THE DATA below:

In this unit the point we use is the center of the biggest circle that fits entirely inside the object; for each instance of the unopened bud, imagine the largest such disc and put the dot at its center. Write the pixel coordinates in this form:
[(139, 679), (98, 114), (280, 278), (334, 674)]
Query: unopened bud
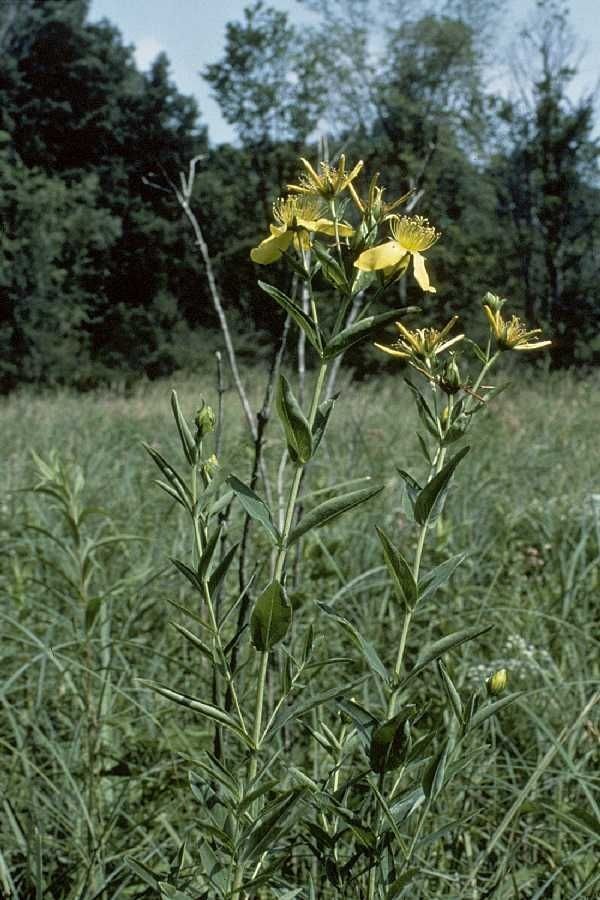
[(450, 380), (494, 302), (205, 421), (496, 683)]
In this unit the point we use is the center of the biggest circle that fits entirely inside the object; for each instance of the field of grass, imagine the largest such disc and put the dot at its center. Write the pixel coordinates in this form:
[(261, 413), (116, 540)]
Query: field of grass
[(95, 767)]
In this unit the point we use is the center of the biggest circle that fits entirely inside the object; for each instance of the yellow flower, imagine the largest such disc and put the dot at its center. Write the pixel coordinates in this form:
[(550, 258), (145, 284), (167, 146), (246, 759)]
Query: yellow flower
[(412, 235), (296, 217), (423, 343), (330, 182), (512, 335)]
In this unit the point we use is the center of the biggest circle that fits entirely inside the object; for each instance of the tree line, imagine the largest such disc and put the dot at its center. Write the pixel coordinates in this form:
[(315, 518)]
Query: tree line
[(99, 275)]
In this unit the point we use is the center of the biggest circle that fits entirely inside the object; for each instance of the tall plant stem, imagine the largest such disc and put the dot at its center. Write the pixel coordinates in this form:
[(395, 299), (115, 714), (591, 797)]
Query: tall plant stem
[(278, 573)]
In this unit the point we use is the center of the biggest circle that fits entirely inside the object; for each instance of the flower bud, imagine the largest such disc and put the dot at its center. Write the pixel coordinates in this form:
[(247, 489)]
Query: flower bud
[(496, 683), (205, 422), (450, 380), (494, 302)]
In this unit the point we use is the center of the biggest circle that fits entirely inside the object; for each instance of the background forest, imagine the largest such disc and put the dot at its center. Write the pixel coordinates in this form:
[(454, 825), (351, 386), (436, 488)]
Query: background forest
[(99, 276)]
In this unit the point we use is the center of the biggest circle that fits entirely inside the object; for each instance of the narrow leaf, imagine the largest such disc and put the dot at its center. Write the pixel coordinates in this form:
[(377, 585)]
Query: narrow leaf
[(433, 779), (297, 430), (330, 510), (358, 331), (271, 617), (215, 713), (430, 582), (491, 709), (298, 315), (185, 435), (255, 507), (434, 489), (437, 649), (365, 647), (321, 419), (399, 569)]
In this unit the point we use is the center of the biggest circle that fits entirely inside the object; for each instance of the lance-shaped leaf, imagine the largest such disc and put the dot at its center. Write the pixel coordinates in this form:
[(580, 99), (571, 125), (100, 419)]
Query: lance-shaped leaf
[(490, 709), (390, 743), (321, 419), (330, 510), (271, 617), (399, 569), (208, 552), (301, 319), (438, 648), (365, 647), (256, 508), (296, 428), (215, 713), (434, 579), (429, 502), (433, 778), (185, 435), (358, 331), (330, 267)]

End of THE DATA.

DIRECTIONS — Copy each line exactly, from the line containing "[(454, 825), (351, 386), (436, 488)]" down to the last line of the material, and no other lines.

TASK OUTPUT —
[(454, 825), (351, 386), (436, 488)]
Query: background forest
[(99, 276)]
In this unit the point we use is the center of the biggest circle that fits entirely inside the object; for each instance of the narrow leaf, imagine the largest such disc and put the dot at its center. Write the pixel coordinates in this form:
[(377, 585)]
Query: narrow leaf
[(433, 779), (297, 430), (330, 510), (358, 331), (271, 617), (215, 713), (430, 582), (491, 709), (298, 315), (185, 435), (255, 507), (434, 489), (437, 649), (365, 647), (321, 419), (399, 569)]
In this unit the point we use is the center of the biggest circle that fits entirely inside the object; for each instance of the lance-shaped leaf, imagine the largest such disc and put the dot at its center. Write the pixel coordinates in this form:
[(580, 99), (571, 125), (100, 419)]
Query: lance-shaped leaf
[(490, 709), (390, 743), (321, 419), (330, 510), (271, 617), (399, 569), (208, 552), (301, 319), (438, 648), (365, 647), (256, 508), (296, 428), (215, 713), (434, 579), (429, 502), (433, 778), (185, 435), (358, 331), (330, 267)]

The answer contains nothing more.